To do
Reproduce the data below verbatim, line for line, omitting the pictures.

[Dataset items]
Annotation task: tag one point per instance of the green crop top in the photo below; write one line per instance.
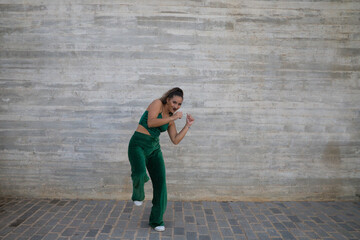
(155, 131)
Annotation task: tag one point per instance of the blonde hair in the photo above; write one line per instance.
(171, 93)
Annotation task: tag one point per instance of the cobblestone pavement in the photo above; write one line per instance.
(88, 219)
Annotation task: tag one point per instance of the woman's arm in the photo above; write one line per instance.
(177, 137)
(153, 111)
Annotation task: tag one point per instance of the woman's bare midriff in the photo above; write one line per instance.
(141, 129)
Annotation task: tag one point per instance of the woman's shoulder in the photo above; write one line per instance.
(155, 106)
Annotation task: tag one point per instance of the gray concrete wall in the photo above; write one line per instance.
(274, 87)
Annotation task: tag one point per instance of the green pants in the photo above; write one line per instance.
(144, 153)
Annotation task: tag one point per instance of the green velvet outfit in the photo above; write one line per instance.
(144, 152)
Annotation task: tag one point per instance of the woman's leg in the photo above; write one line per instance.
(156, 168)
(138, 171)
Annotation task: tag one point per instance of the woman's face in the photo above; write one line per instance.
(174, 103)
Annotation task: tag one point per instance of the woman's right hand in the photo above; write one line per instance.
(177, 115)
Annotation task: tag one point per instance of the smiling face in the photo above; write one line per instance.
(173, 104)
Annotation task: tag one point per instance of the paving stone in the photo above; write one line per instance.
(78, 219)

Full response
Annotation task: tag one point per instance of the green crop top in the photo below; write one line per instance.
(155, 131)
Annotation task: tag one point per instance of the blonde hair in the photo above; write one line per instance.
(171, 93)
Annotation task: tag one point per instance of the cobblestone pavement in the photo above; write one line per instance.
(88, 219)
Annotation task: tag one point per instance of the woman's arm in the photo above; write one line per instance.
(177, 137)
(153, 111)
Annotation task: tag one point per instance of the woman's bare midriff in the photo above; write one line per instance.
(141, 129)
Annotation task: tag one point per instance of the woman's shoulder in the photo above; write one line per instance.
(155, 106)
Annotation task: tag one point per instance of the gray concrete wall in the photo above; write one line per instance.
(274, 87)
Annotation task: tag one point per instance of the green pants in the photo above; write one line per instance.
(144, 153)
Annotation task: tag one point per instance of the green velvet outfit in the photo above; write one line per instance.
(144, 152)
Annotation task: tag one point per instance of the woman's leg in the photo above; write one line per instance.
(156, 168)
(138, 171)
Annotation task: tag one point per instance of the woman's face in the photo above; write one line per instance.
(174, 103)
Annotation task: tag one point per instance of the woman's right hand in the photo above; write one line per instance.
(177, 115)
Annotation task: tag one point per instance of the smiling face in the photo above; write one line per instance.
(173, 104)
Annotation task: tag one point per instance of the paving stone in the photo above; write one line per instance.
(78, 219)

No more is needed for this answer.